** Start MATERIAL SHOWN **

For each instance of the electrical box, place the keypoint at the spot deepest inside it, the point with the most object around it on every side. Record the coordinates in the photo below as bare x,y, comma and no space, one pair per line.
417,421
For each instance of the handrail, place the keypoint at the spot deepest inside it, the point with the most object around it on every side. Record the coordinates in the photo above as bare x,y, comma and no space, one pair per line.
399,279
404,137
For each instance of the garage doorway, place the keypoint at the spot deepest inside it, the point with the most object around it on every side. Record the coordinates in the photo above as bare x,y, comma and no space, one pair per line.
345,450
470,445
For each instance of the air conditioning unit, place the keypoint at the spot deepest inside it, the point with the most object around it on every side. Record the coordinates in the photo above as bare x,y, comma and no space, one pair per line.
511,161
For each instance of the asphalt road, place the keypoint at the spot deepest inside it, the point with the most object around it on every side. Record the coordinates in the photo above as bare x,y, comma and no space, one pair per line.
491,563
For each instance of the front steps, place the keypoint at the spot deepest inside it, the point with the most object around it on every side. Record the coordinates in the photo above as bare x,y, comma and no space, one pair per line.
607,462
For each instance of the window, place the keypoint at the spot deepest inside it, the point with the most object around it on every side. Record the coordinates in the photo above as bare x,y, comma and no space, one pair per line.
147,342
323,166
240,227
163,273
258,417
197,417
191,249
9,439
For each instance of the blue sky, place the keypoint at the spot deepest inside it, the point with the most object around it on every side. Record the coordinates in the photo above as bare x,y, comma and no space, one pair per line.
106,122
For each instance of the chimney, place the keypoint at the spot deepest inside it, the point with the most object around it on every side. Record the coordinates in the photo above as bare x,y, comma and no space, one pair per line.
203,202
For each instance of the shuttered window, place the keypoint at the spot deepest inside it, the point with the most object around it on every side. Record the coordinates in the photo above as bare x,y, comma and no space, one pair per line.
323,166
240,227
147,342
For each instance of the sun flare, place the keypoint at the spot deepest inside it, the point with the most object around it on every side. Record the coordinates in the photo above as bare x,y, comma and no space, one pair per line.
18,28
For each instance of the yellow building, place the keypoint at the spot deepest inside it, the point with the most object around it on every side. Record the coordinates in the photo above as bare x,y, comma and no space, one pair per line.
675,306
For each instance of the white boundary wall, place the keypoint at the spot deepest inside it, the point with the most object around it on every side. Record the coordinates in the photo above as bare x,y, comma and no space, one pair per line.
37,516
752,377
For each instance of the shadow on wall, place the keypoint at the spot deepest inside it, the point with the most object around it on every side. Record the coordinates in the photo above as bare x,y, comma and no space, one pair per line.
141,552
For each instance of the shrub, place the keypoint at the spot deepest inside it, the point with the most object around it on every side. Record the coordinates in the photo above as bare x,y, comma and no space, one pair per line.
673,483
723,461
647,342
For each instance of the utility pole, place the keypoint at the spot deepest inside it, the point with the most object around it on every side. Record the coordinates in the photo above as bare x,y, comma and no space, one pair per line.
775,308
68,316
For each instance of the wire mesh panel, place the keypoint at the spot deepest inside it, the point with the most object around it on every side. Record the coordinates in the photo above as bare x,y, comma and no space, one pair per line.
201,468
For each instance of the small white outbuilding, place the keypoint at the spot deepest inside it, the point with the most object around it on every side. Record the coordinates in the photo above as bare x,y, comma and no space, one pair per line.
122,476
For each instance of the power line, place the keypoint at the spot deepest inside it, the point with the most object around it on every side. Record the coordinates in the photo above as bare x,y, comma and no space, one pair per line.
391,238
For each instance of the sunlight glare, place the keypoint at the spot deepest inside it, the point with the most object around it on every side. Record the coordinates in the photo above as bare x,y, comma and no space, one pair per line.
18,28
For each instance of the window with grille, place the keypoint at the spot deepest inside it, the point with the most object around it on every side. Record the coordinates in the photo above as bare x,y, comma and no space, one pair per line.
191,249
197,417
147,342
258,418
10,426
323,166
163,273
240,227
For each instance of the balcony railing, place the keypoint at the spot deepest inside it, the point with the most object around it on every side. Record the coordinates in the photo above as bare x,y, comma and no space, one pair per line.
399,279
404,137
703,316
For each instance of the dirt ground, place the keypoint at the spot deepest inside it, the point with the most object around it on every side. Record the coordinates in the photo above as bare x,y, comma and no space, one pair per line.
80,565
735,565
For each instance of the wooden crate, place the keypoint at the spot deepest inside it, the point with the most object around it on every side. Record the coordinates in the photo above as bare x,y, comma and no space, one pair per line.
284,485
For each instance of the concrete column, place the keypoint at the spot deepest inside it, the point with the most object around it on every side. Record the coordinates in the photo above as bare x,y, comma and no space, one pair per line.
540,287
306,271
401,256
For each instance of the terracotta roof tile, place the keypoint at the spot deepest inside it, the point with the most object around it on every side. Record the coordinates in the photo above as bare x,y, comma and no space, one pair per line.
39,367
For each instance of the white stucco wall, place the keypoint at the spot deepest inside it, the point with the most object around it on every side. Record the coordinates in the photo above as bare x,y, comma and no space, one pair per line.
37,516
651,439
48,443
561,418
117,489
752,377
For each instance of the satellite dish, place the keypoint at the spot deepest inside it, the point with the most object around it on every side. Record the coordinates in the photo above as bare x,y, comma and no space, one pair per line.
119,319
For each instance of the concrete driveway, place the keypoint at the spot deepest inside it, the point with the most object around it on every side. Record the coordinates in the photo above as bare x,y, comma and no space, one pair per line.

** End MATERIAL SHOWN **

THE EXERCISE — Edit the records above by replacing every instance of "keypoint" with "marker", leaving everything else unchanged.

WRITTEN RESPONSE —
For each instance of the electrical box, place the marker at the spot deepest inside it, the point with the most object around it on every side. Record the coordinates in the photo below as bare x,y, comma and no space, one pair per line.
417,421
For each instance of the handrail, place the marker at the spot deepest inside it, the point with the most object around it on every side. Record the coordinates in the photo above as bare x,y, comma and no space, one pair per line.
399,279
404,137
For each instance of the garage doorway, place the marker at the spot deepest inside it, the point with the most object around it on every side. Record the coordinates in the photo above as bare x,y, comma and no space, one pair per line.
345,450
470,445
For each instance of the air conditioning unit, place the marker at the spot deepest inside it, the point with the most object around it on every side. Record the coordinates in the photo above as bare x,y, comma and no space, one pair per line.
511,161
For each instance of the asphalt road, place the marker at the spot deepest inside it, the point with the most object around it on every side. Record the coordinates in the photo above as bare x,y, comma and no space, one pair per line.
491,563
For each instance of the front steps, place the marker at the spot deepest inside it, the point with the most object around it on every side. Record the coordinates in the photo above as bare x,y, comma and no space, one pair per line.
607,462
For each instance of the window, place the marker at the spot deepest inside it, the point with the most object around it on every side. Record the coordinates in the photo above as bare x,y, comma and no space, one pair per line.
147,342
323,166
240,227
163,273
258,417
197,417
191,249
9,439
For each instance of the blue sky, place the marker at the spot deepest inside it, the point with the most object around it on every side. Record the coordinates in the photo above as bare x,y, comma and no space, one pair per line.
106,122
For each instance of the chimney, place the marker at the spot deepest inside it, the point with the most object around it on every side. Record the coordinates in the photo above as bare x,y, comma and no space, one pair per line.
203,202
For each instance of the shuttered window, place the marker at the spot deepest inside it, the point with the most object around it on every side. Record the coordinates in the photo above as bare x,y, comma and no space, one pair per line.
323,166
240,227
147,342
For each instance of the sun flare, place the marker at the spot deepest inside it, the point with the most object around it on every side. Record the coordinates in the photo above as bare x,y, comma and no space, one pair per line.
18,28
For each instance of the yellow building, place the marker at the spot deepest inside it, the point with the most object around it on every side. Record the coordinates in the photo above as bare x,y, comma and no space, one pair per line.
675,306
For each instance of the white boundary wall, place the marker at the spot deepest inside it, the point with the most object around it on every side. Record the coordinates in the photo above as bare x,y, comma and no space, one pair per line.
37,516
752,377
For each instance of the shadow on wall, place the marker at the spot deepest inside it, the point with the most object around it on every side. Record the coordinates in the photo above as bare x,y, comma and no space, one pair per line.
141,552
For each instance of the shrub, place the marker at the spot deepest inside it, the point with the most object around it on every side. Record the coordinates in the photo above as bare x,y, comma and no space, one pair per line.
673,483
723,461
647,342
For each instance of the utility pole, place the marker at the spot deepest inside it, the point with the most object around it on every side. Record the coordinates in the photo above as bare x,y, comma and no space, one pair per line.
775,308
68,316
For each instance of the wire mesh panel, place the marker at the spot deepest inside it, the point with the most object around it on every side. Record the coordinates in the photo above as bare x,y, comma and no space, one pair per line.
201,468
For each instance of the small white outbuilding, place the marker at the spot deepest inside it, the point with the most object around it on every side. Record the coordinates in the photo above as bare x,y, comma and no space, one pair per line.
122,476
For each instance of the power line, place the marker at the spot deepest inside it, the point with the most object around it on every side. Record the coordinates in the photo above as bare x,y, comma and no space, one pair per line.
391,238
For each instance of the sunlight glare, place the marker at the spot deepest inside it, the point with the most object around it on every side. Record the coordinates in the photo above as bare x,y, comma and no space, one pair per line.
18,28
For each instance of the window with grille, place the marker at the spot deepest inside it, the point with the most object around it on every side. Record the coordinates in the photo above as bare x,y, comma and no space, one pair per line.
191,249
197,417
147,342
258,418
10,426
323,166
163,273
240,227
For each instance of the balcony railing, place the marker at the spot deepest inside it, the point with the most object around it on every side. Record the coordinates in the photo above as bare x,y, comma and no space, one pair per line.
399,279
404,137
703,316
For each instance of the dirt ground, place the marker at the spot deepest inside it, the point with the most object around it on every side. Record the coordinates in the photo above as bare x,y, comma and no space, one pair per line.
80,565
735,565
For each instance of the wooden crate, place the marker at the spot deepest inside it, the point with the most object around it on every side. Record the coordinates in the photo above as bare x,y, comma and no space, one pair per line.
284,485
For each instance of the concrete column, place the marker at the spot deepest inside it, the point with the most object around it on every side. Record the coordinates in the photo above as bare x,y, comma and no space, one pair per line.
540,287
306,271
401,256
For each instance of the terracotta roof tile, place the marker at the spot deepest inside it, the point with the most object around it on every side. Record the coordinates in the photo above as bare x,y, comma and no space, one pair per line.
39,367
For each instance of the white stucco wall, place the marker at the spot deepest inside it, the point with the most object around it on every side. Record the coordinates in the photo above as bare x,y, comma and no space, one pair per line.
37,516
651,439
48,443
561,418
117,489
752,377
For each instance of the satellite dish, place the marker at the spot deepest inside it, the point with the most object around it on every side. Record the coordinates in the photo above as bare x,y, comma and no space, one pair per line.
119,319
For each instance of the concrete driveway, place the marker at the spot deepest inside it, the point with the most object around it on every side. Record the coordinates in the photo above as bare x,y, comma and no space, one pair per line.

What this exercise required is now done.